__Page excerpt__
Saint Timolaus and five companions, according to the historian of the early Christian church Eusebius in his Martyrs of Palestine, were young men who, having heard that the Roman authorities in Caesarea, Palestine, in 303 AD, had condemned a number of Christians to die by being thrown to wild beasts in the public arena, came before the governor of their own volition with their hands tied behind their backs and demanded to join their fellow Christians in that martyrdom. They were not however thrown to wild beasts but decapitated along with two other men who were already in prison.

== Background ==

There are two extant versions of Eusebius' Martyrs of Palestine but in only the shorter recension is the story of Timolaus and his companions recounted; in the longer recension Timolaus is not mentioned. Eusebius was present in Caesarea during the persecutions, part of the empire-wide campaign to suppress Christianity.

== Persecution of Christians in Caesarea ==

The Emperor Diocletian had ordered that all in the Empire should perform worship and sacrifices to the Roman gods. Those who refused to do so in Caesarea, according to Eusebius, were interrogated and tortured if necessary to try to force them to apostasize, and if nothing would convince them to perform the sacrifices, they were executed.

Point localization data:
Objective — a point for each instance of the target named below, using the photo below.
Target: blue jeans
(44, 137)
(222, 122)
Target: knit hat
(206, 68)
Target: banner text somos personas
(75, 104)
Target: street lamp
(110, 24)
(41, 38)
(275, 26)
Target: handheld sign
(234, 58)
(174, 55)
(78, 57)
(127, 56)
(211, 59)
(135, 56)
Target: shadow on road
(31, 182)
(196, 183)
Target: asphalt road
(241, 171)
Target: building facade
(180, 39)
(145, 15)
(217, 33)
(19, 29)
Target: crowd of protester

==

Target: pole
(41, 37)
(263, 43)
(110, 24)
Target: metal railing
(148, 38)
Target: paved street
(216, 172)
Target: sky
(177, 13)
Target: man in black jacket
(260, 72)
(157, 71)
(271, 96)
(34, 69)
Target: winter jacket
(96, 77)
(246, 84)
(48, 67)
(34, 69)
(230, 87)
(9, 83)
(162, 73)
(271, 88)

__Work item 1__
Reproduce word for word the portion of the Saint Timolaus passage starting at "There are two" and ending at "they were executed.".
__Work item 2__
Extend the account of Saint Timolaus and the Caesarea persecution, picking up after its final sentence.

__Your response 1__
There are two extant versions of Eusebius' Martyrs of Palestine but in only the shorter recension is the story of Timolaus and his companions recounted; in the longer recension Timolaus is not mentioned. Eusebius was present in Caesarea during the persecutions, part of the empire-wide campaign to suppress Christianity.

== Persecution of Christians in Caesarea ==

The Emperor Diocletian had ordered that all in the Empire should perform worship and sacrifices to the Roman gods. Those who refused to do so in Caesarea, according to Eusebius, were interrogated and tortured if necessary to try to force them to apostasize, and if nothing would convince them to perform the sacrifices, they were executed.

__Your response 2__
== Timolaus ==

The governor of Caesarea, Urban, had already had two Christians thrown to wild beasts in the public arena for refusing to perform the sacrifices to the Roman gods. As part of an upcoming festival, among the spectacles planned were more executions of this kind. Hearing of this, a young man, Timolaus from Pontus (on the Black Sea, in modern-day Turkey), along with five others, "went in haste" to the governor, having tied their own hands behind their backs, declared themselves Christians, and demanded also to be thrown to the beasts. The "astonished" governor, however, had them imprisoned for two days and then decapitated along with two others.

== Companions ==

According to Eusebius, Timolaus' companions in seeking martyrdom in this way were "Dionysius from Tripolis in Phoenicia, Romulus, a sub-deacon of the parish of Diospolis, Paesis and Alexander, both Egyptians, and another Alexander from Gaza." They were joined by another man who was already in prison, having previously been tortured, Agapius, and another Dionysius, who had supplied him with food while he was in prison. All eight were beheaded on the same day.